→ WHAT IS BEING ASKED
Please write out the complete listing that follows, exactly as it reads.

→ SUPPLIED RECORDS
>> Begin

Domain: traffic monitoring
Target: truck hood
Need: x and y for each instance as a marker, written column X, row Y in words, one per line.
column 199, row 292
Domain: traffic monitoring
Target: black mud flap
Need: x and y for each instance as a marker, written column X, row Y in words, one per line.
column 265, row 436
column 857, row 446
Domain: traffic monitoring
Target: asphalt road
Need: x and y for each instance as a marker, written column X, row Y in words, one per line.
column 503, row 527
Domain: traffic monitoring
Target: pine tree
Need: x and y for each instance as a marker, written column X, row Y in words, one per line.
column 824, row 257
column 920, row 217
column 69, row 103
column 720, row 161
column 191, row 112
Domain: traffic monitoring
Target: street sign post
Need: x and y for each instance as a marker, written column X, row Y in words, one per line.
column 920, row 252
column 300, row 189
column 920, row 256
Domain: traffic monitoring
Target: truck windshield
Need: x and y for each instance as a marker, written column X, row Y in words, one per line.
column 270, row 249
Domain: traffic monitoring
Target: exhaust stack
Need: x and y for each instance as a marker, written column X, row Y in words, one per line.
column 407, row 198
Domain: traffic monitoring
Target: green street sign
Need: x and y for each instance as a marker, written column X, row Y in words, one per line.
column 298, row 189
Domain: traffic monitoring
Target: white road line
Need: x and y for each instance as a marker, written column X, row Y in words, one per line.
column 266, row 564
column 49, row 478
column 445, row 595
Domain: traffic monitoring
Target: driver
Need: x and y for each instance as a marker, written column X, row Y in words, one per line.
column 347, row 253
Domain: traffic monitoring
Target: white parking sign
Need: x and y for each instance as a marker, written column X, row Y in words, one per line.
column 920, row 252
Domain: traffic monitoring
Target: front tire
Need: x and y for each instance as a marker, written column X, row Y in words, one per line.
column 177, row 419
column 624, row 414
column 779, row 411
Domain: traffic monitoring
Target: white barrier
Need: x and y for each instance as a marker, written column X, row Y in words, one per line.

>> End

→ THE RESULT
Domain: traffic monitoring
Target: truck hood
Need: x and y for each instance as a marker, written column X, row Y in words, one per line.
column 199, row 292
Domain: traffic monitoring
Target: black mud flap
Need: x and y for each instance as a marker, written column X, row Y in words, one per line.
column 265, row 436
column 857, row 446
Domain: traffic monitoring
Target: asphalt road
Need: x and y for each instance as a marker, written column X, row Y in words, one per line.
column 503, row 527
Domain: traffic monitoring
Target: pine tree
Need: x and y for each instance as a marker, written column X, row Y in words, one per line.
column 824, row 257
column 920, row 217
column 69, row 103
column 720, row 161
column 191, row 112
Domain: traffic monitoring
Target: street sign post
Need: x and y for each instance as a marker, written column X, row Y in words, one per line.
column 920, row 252
column 300, row 189
column 920, row 256
Domain: traffic monitoring
Target: truck windshield
Need: x and y for each instance as a marker, written column X, row Y in words, one per line.
column 270, row 249
Domain: traffic monitoring
Target: exhaust stack
Need: x and y for each instance as a marker, written column X, row Y in words, one per line.
column 407, row 198
Domain: traffic monitoring
Target: green street sign
Need: x and y for each instance as a marker, written column X, row Y in words, one per line.
column 298, row 189
Domain: traffic monitoring
Target: white road line
Need: x and y for each instance as a marker, written column X, row Y in words, one per line.
column 266, row 564
column 49, row 478
column 445, row 595
Domain: traffic monitoring
Target: driver
Need: x and y for each instance as a marker, written column X, row Y in words, one per line.
column 347, row 253
Domain: traffic monitoring
Target: white parking sign
Need: x and y for each instance as a marker, written column X, row Y in words, one per line.
column 920, row 252
Domain: traffic monitoring
Target: front tire
Need: x and y for each instance as a marker, written column X, row Y in words, one per line.
column 177, row 419
column 624, row 414
column 779, row 411
Domain: traffic monitoring
Target: white barrier
Need: x and y for each instance as a marker, written column X, row Y in words, one per line.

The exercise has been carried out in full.